**Task instructions**.
Extract every line of the listing below that contains the string "large", matching case exactly.

Start of Exercise inputs

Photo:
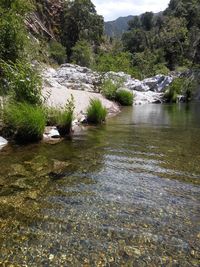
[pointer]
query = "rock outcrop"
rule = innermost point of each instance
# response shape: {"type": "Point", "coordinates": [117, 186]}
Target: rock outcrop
{"type": "Point", "coordinates": [76, 78]}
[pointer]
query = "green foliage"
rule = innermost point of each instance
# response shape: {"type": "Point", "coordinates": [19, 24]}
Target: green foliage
{"type": "Point", "coordinates": [22, 81]}
{"type": "Point", "coordinates": [57, 52]}
{"type": "Point", "coordinates": [174, 34]}
{"type": "Point", "coordinates": [27, 122]}
{"type": "Point", "coordinates": [180, 86]}
{"type": "Point", "coordinates": [82, 54]}
{"type": "Point", "coordinates": [96, 113]}
{"type": "Point", "coordinates": [80, 21]}
{"type": "Point", "coordinates": [13, 33]}
{"type": "Point", "coordinates": [62, 118]}
{"type": "Point", "coordinates": [124, 97]}
{"type": "Point", "coordinates": [149, 64]}
{"type": "Point", "coordinates": [109, 89]}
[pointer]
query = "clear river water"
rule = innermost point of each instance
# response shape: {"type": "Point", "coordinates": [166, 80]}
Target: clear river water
{"type": "Point", "coordinates": [123, 194]}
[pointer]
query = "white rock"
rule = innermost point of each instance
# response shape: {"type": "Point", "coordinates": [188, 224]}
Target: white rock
{"type": "Point", "coordinates": [3, 142]}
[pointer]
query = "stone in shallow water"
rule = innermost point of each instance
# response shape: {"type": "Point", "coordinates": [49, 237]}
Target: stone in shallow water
{"type": "Point", "coordinates": [3, 142]}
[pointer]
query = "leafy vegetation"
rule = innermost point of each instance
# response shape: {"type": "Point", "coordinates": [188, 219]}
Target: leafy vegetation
{"type": "Point", "coordinates": [165, 41]}
{"type": "Point", "coordinates": [62, 118]}
{"type": "Point", "coordinates": [184, 87]}
{"type": "Point", "coordinates": [57, 52]}
{"type": "Point", "coordinates": [25, 122]}
{"type": "Point", "coordinates": [124, 97]}
{"type": "Point", "coordinates": [80, 22]}
{"type": "Point", "coordinates": [96, 113]}
{"type": "Point", "coordinates": [21, 81]}
{"type": "Point", "coordinates": [109, 89]}
{"type": "Point", "coordinates": [82, 54]}
{"type": "Point", "coordinates": [13, 33]}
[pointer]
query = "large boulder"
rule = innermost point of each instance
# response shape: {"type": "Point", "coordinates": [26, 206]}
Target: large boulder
{"type": "Point", "coordinates": [158, 83]}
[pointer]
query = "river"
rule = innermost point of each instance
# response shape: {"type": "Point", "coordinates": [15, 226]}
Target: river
{"type": "Point", "coordinates": [123, 194]}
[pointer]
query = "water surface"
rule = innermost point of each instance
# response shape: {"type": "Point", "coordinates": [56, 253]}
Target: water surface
{"type": "Point", "coordinates": [123, 194]}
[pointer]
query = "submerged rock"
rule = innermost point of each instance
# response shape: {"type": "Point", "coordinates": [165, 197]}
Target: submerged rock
{"type": "Point", "coordinates": [3, 142]}
{"type": "Point", "coordinates": [51, 134]}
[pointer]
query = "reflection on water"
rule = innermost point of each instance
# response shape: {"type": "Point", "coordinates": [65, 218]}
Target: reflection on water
{"type": "Point", "coordinates": [124, 194]}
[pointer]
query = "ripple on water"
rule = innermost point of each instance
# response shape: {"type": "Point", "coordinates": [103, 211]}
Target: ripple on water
{"type": "Point", "coordinates": [124, 194]}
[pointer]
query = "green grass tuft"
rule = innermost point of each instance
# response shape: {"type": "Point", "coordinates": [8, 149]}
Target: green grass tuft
{"type": "Point", "coordinates": [96, 113]}
{"type": "Point", "coordinates": [124, 97]}
{"type": "Point", "coordinates": [25, 121]}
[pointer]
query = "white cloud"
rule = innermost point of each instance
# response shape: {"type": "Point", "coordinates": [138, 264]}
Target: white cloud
{"type": "Point", "coordinates": [111, 9]}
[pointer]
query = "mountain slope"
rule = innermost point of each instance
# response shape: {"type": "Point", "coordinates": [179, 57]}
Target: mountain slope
{"type": "Point", "coordinates": [117, 27]}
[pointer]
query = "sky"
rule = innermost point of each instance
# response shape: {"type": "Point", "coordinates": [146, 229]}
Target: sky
{"type": "Point", "coordinates": [112, 9]}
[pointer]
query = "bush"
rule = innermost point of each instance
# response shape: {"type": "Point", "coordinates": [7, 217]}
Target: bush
{"type": "Point", "coordinates": [96, 113]}
{"type": "Point", "coordinates": [25, 121]}
{"type": "Point", "coordinates": [124, 97]}
{"type": "Point", "coordinates": [57, 52]}
{"type": "Point", "coordinates": [82, 54]}
{"type": "Point", "coordinates": [180, 86]}
{"type": "Point", "coordinates": [22, 81]}
{"type": "Point", "coordinates": [62, 118]}
{"type": "Point", "coordinates": [174, 89]}
{"type": "Point", "coordinates": [109, 89]}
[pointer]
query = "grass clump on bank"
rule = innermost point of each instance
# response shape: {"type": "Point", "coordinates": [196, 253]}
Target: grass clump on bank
{"type": "Point", "coordinates": [96, 113]}
{"type": "Point", "coordinates": [25, 122]}
{"type": "Point", "coordinates": [180, 87]}
{"type": "Point", "coordinates": [124, 97]}
{"type": "Point", "coordinates": [61, 118]}
{"type": "Point", "coordinates": [113, 92]}
{"type": "Point", "coordinates": [109, 89]}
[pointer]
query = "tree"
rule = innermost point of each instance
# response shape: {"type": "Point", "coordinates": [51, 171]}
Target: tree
{"type": "Point", "coordinates": [13, 34]}
{"type": "Point", "coordinates": [80, 21]}
{"type": "Point", "coordinates": [147, 21]}
{"type": "Point", "coordinates": [82, 54]}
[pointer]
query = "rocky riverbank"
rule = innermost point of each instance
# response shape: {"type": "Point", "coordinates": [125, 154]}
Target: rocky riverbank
{"type": "Point", "coordinates": [83, 84]}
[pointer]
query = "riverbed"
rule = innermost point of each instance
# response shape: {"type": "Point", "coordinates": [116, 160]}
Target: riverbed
{"type": "Point", "coordinates": [123, 194]}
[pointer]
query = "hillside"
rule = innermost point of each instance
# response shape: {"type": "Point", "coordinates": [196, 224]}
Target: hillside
{"type": "Point", "coordinates": [117, 27]}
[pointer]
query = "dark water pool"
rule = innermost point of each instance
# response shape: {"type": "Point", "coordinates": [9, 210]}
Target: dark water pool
{"type": "Point", "coordinates": [124, 194]}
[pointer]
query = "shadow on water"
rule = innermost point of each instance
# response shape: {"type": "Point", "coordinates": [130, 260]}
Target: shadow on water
{"type": "Point", "coordinates": [123, 194]}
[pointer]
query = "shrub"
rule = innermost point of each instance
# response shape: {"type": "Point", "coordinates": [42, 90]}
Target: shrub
{"type": "Point", "coordinates": [109, 89]}
{"type": "Point", "coordinates": [174, 89]}
{"type": "Point", "coordinates": [180, 86]}
{"type": "Point", "coordinates": [57, 52]}
{"type": "Point", "coordinates": [27, 122]}
{"type": "Point", "coordinates": [62, 118]}
{"type": "Point", "coordinates": [96, 113]}
{"type": "Point", "coordinates": [22, 81]}
{"type": "Point", "coordinates": [124, 97]}
{"type": "Point", "coordinates": [82, 54]}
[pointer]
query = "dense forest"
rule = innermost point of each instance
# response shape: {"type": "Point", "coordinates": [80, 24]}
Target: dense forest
{"type": "Point", "coordinates": [53, 32]}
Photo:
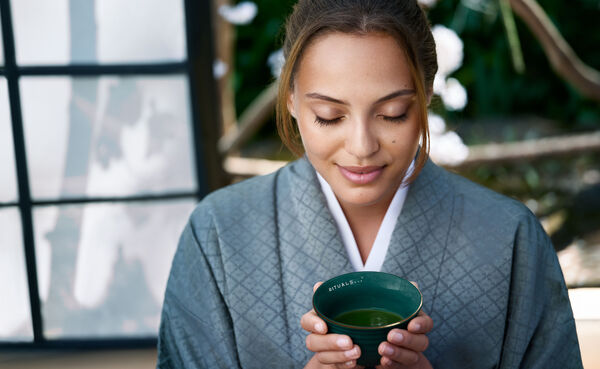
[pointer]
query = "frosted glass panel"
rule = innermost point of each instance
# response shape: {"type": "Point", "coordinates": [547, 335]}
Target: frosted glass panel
{"type": "Point", "coordinates": [1, 46]}
{"type": "Point", "coordinates": [98, 31]}
{"type": "Point", "coordinates": [8, 182]}
{"type": "Point", "coordinates": [15, 312]}
{"type": "Point", "coordinates": [108, 136]}
{"type": "Point", "coordinates": [103, 268]}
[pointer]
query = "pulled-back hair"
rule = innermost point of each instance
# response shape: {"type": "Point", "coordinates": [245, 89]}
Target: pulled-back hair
{"type": "Point", "coordinates": [402, 19]}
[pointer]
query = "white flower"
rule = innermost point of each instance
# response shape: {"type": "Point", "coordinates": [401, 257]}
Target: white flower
{"type": "Point", "coordinates": [276, 61]}
{"type": "Point", "coordinates": [219, 68]}
{"type": "Point", "coordinates": [242, 13]}
{"type": "Point", "coordinates": [449, 49]}
{"type": "Point", "coordinates": [454, 95]}
{"type": "Point", "coordinates": [427, 3]}
{"type": "Point", "coordinates": [437, 126]}
{"type": "Point", "coordinates": [446, 148]}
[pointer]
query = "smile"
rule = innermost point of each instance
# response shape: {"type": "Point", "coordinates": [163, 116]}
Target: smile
{"type": "Point", "coordinates": [361, 175]}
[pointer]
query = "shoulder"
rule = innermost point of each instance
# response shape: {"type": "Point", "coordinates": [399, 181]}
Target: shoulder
{"type": "Point", "coordinates": [241, 201]}
{"type": "Point", "coordinates": [486, 205]}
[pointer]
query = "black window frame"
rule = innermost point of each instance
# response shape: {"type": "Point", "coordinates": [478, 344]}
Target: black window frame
{"type": "Point", "coordinates": [205, 121]}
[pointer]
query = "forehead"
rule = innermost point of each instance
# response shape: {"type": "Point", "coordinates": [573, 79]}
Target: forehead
{"type": "Point", "coordinates": [343, 63]}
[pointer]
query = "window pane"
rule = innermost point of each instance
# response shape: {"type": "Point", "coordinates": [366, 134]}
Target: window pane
{"type": "Point", "coordinates": [8, 184]}
{"type": "Point", "coordinates": [15, 312]}
{"type": "Point", "coordinates": [1, 46]}
{"type": "Point", "coordinates": [108, 136]}
{"type": "Point", "coordinates": [106, 266]}
{"type": "Point", "coordinates": [98, 31]}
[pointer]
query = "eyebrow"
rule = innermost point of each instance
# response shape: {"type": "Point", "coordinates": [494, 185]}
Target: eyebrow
{"type": "Point", "coordinates": [315, 95]}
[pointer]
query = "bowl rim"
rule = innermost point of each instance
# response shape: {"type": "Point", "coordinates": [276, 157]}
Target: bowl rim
{"type": "Point", "coordinates": [332, 321]}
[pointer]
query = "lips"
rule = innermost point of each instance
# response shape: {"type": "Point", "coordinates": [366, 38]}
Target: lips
{"type": "Point", "coordinates": [361, 175]}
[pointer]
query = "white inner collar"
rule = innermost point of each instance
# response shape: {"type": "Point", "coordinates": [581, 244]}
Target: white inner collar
{"type": "Point", "coordinates": [384, 234]}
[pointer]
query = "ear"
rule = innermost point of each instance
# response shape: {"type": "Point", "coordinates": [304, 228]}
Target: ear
{"type": "Point", "coordinates": [290, 104]}
{"type": "Point", "coordinates": [429, 95]}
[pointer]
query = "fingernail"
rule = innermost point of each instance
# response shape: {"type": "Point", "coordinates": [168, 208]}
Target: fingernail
{"type": "Point", "coordinates": [351, 353]}
{"type": "Point", "coordinates": [319, 327]}
{"type": "Point", "coordinates": [343, 342]}
{"type": "Point", "coordinates": [397, 337]}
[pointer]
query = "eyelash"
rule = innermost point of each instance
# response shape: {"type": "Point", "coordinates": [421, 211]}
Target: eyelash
{"type": "Point", "coordinates": [326, 122]}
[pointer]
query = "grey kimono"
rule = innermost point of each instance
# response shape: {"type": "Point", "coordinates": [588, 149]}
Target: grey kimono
{"type": "Point", "coordinates": [243, 274]}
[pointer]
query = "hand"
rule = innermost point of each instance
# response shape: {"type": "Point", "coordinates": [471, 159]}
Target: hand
{"type": "Point", "coordinates": [404, 347]}
{"type": "Point", "coordinates": [331, 350]}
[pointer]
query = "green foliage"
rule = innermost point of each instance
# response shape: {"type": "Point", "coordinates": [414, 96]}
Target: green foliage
{"type": "Point", "coordinates": [255, 42]}
{"type": "Point", "coordinates": [496, 89]}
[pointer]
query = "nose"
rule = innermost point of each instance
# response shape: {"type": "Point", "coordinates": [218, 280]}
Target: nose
{"type": "Point", "coordinates": [361, 141]}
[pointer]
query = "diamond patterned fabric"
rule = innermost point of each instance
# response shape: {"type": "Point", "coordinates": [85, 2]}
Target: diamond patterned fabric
{"type": "Point", "coordinates": [243, 274]}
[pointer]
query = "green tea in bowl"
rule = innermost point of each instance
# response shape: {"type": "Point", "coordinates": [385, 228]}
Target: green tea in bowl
{"type": "Point", "coordinates": [366, 306]}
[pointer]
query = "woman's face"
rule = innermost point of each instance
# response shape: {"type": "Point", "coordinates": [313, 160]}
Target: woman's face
{"type": "Point", "coordinates": [355, 104]}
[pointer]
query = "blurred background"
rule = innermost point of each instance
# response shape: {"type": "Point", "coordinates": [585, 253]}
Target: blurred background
{"type": "Point", "coordinates": [116, 117]}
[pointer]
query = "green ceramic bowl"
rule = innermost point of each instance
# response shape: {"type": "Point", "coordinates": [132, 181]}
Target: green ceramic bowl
{"type": "Point", "coordinates": [366, 306]}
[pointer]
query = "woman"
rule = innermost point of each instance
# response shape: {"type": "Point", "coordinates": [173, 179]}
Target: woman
{"type": "Point", "coordinates": [353, 99]}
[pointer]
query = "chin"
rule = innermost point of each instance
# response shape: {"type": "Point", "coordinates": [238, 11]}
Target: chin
{"type": "Point", "coordinates": [362, 199]}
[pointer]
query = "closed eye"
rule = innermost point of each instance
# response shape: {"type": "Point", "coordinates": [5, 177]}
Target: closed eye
{"type": "Point", "coordinates": [399, 118]}
{"type": "Point", "coordinates": [326, 122]}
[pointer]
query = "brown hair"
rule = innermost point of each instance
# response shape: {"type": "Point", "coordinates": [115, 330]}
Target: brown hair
{"type": "Point", "coordinates": [402, 19]}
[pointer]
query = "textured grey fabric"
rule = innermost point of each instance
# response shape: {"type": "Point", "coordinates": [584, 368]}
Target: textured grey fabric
{"type": "Point", "coordinates": [243, 274]}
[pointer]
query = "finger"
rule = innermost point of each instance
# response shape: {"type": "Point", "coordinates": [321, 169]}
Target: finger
{"type": "Point", "coordinates": [312, 323]}
{"type": "Point", "coordinates": [422, 323]}
{"type": "Point", "coordinates": [316, 286]}
{"type": "Point", "coordinates": [393, 355]}
{"type": "Point", "coordinates": [407, 340]}
{"type": "Point", "coordinates": [328, 342]}
{"type": "Point", "coordinates": [345, 358]}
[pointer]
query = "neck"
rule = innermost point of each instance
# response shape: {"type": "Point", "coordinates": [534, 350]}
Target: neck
{"type": "Point", "coordinates": [365, 221]}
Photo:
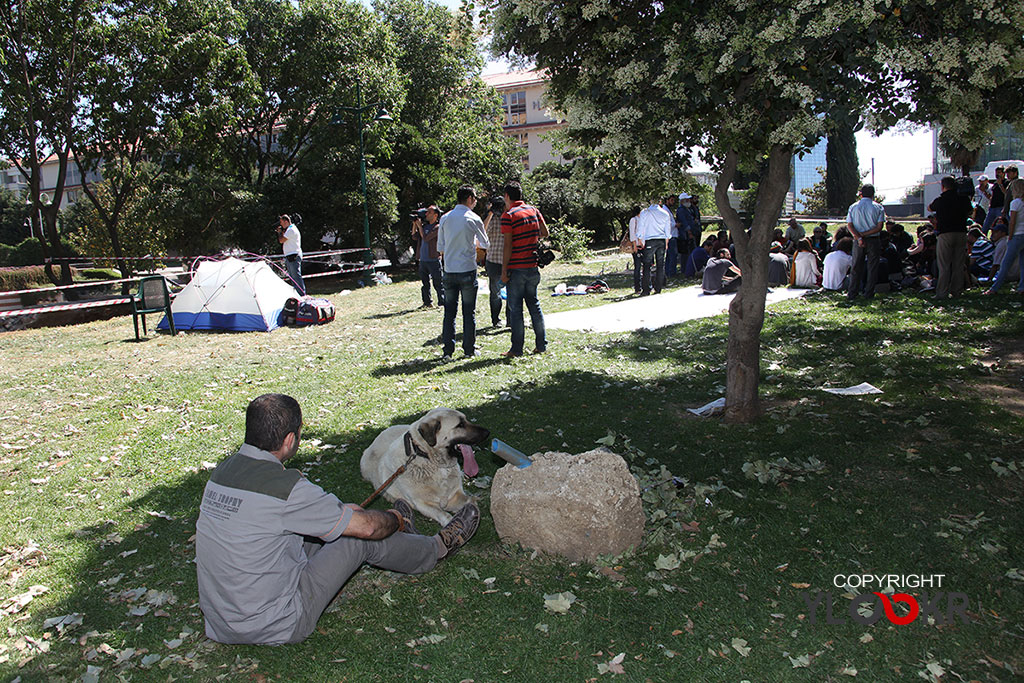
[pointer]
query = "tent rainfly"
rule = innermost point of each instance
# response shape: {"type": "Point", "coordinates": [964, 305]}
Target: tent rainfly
{"type": "Point", "coordinates": [230, 295]}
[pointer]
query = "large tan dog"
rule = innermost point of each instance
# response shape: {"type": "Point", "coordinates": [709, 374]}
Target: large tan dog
{"type": "Point", "coordinates": [432, 481]}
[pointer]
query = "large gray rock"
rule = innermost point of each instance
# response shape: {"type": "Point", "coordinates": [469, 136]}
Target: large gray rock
{"type": "Point", "coordinates": [577, 506]}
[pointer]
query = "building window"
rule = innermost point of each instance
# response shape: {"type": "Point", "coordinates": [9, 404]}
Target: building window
{"type": "Point", "coordinates": [515, 108]}
{"type": "Point", "coordinates": [523, 139]}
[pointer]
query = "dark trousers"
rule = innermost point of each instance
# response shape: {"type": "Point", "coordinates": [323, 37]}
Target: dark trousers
{"type": "Point", "coordinates": [653, 255]}
{"type": "Point", "coordinates": [431, 270]}
{"type": "Point", "coordinates": [869, 253]}
{"type": "Point", "coordinates": [460, 286]}
{"type": "Point", "coordinates": [495, 286]}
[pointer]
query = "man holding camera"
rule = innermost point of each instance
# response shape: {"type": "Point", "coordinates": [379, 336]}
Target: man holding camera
{"type": "Point", "coordinates": [425, 235]}
{"type": "Point", "coordinates": [288, 236]}
{"type": "Point", "coordinates": [523, 227]}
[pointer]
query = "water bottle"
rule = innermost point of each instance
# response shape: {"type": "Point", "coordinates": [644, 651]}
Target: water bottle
{"type": "Point", "coordinates": [510, 455]}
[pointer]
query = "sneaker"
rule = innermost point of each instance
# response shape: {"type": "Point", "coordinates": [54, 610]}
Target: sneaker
{"type": "Point", "coordinates": [457, 532]}
{"type": "Point", "coordinates": [406, 510]}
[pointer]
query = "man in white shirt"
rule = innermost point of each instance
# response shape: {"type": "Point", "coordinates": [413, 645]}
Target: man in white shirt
{"type": "Point", "coordinates": [653, 229]}
{"type": "Point", "coordinates": [291, 241]}
{"type": "Point", "coordinates": [458, 236]}
{"type": "Point", "coordinates": [865, 220]}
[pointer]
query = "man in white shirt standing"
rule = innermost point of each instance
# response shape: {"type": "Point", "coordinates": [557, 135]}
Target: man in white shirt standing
{"type": "Point", "coordinates": [865, 220]}
{"type": "Point", "coordinates": [458, 236]}
{"type": "Point", "coordinates": [653, 229]}
{"type": "Point", "coordinates": [289, 237]}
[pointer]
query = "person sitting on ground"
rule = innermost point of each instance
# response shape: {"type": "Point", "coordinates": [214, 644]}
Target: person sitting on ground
{"type": "Point", "coordinates": [778, 265]}
{"type": "Point", "coordinates": [982, 252]}
{"type": "Point", "coordinates": [900, 240]}
{"type": "Point", "coordinates": [1015, 224]}
{"type": "Point", "coordinates": [697, 258]}
{"type": "Point", "coordinates": [1000, 242]}
{"type": "Point", "coordinates": [794, 233]}
{"type": "Point", "coordinates": [721, 242]}
{"type": "Point", "coordinates": [272, 549]}
{"type": "Point", "coordinates": [805, 271]}
{"type": "Point", "coordinates": [721, 275]}
{"type": "Point", "coordinates": [836, 272]}
{"type": "Point", "coordinates": [820, 242]}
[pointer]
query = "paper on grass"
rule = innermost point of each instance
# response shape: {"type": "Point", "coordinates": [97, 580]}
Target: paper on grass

End of Exercise inputs

**Solution to this task**.
query = "large boulder"
Target: large boulder
query = "large tan dog"
Target: large tan dog
query = "large gray rock"
Target: large gray rock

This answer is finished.